-- Opening Marker --

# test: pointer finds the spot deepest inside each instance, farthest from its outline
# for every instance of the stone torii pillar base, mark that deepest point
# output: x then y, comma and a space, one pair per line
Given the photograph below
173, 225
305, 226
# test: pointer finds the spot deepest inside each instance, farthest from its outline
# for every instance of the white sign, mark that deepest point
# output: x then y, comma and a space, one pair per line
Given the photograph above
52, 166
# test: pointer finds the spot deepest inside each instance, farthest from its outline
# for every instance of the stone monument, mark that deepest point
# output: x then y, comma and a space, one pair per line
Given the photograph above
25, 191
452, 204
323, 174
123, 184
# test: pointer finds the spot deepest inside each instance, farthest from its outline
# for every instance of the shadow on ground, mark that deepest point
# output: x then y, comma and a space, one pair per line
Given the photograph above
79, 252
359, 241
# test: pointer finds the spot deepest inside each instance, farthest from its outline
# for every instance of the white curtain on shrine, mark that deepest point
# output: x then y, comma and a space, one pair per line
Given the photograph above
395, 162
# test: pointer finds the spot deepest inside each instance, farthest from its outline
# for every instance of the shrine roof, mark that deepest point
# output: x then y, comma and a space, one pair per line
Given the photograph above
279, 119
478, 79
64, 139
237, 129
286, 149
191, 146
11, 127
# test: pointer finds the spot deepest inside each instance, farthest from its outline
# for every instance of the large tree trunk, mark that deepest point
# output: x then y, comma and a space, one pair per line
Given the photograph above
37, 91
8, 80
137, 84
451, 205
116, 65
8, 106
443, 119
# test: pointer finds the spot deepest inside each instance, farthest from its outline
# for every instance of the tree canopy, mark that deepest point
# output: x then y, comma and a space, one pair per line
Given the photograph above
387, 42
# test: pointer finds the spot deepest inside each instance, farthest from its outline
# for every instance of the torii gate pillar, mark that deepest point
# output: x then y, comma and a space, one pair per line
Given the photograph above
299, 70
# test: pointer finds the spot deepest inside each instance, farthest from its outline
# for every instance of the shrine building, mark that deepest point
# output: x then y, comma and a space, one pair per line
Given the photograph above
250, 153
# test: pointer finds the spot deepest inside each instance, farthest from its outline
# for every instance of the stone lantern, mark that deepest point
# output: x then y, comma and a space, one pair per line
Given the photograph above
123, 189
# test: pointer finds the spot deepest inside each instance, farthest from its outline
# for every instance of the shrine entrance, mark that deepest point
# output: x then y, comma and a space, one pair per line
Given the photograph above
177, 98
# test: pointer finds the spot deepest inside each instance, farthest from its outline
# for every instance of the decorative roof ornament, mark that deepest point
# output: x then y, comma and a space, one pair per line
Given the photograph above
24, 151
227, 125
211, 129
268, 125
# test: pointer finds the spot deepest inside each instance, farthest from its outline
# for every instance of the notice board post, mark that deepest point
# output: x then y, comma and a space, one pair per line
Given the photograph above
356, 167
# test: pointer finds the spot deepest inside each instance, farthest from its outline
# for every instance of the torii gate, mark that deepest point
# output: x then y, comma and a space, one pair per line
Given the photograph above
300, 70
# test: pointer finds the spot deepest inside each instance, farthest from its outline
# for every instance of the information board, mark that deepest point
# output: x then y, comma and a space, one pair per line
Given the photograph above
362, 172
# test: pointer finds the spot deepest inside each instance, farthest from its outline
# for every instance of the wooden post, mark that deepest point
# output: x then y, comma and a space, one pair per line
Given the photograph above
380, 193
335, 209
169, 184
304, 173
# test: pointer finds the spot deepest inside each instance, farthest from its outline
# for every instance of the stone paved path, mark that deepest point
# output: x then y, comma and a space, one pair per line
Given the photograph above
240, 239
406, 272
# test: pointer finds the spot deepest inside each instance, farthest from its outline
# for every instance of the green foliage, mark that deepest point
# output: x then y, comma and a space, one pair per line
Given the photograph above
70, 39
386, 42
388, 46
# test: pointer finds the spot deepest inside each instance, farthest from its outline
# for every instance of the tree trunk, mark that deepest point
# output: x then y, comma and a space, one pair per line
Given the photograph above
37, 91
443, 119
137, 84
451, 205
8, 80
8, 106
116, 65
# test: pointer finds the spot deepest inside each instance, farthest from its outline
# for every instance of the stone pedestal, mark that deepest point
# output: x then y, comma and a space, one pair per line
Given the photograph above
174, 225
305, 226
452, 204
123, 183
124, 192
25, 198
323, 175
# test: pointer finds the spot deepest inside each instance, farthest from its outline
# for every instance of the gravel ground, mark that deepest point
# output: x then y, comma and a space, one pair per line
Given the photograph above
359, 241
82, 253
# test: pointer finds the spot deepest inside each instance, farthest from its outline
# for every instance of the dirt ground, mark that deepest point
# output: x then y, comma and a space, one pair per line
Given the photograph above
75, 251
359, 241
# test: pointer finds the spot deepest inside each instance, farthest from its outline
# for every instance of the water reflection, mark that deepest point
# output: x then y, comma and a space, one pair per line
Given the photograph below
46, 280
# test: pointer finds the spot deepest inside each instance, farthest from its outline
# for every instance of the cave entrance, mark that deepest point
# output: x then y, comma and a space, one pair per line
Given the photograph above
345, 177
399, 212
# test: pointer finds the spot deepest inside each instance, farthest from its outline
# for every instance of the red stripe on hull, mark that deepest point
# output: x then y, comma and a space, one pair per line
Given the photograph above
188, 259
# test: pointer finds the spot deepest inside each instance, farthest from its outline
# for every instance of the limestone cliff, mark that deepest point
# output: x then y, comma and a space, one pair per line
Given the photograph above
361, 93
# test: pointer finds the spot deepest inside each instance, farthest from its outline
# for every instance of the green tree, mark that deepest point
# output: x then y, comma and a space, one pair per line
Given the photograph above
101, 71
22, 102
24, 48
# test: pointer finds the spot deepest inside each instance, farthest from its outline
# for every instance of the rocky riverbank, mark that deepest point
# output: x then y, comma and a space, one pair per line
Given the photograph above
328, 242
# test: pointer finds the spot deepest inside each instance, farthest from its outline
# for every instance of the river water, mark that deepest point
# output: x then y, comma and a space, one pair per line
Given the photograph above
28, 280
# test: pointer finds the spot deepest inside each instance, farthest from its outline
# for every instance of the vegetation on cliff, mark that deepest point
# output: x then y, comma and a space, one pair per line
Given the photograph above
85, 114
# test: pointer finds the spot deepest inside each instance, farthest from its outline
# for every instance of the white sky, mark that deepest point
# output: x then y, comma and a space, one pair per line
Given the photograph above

-- Closing Marker --

▶ _TASK TO COMPLETE_:
Which lines of the records above hold the word "gate"? Copy each one out.

▶ _YOUR SOLUTION_:
# for every instance of the torii gate pillar, mark that deepest point
# for every instance of the torii gate, mark that deepest point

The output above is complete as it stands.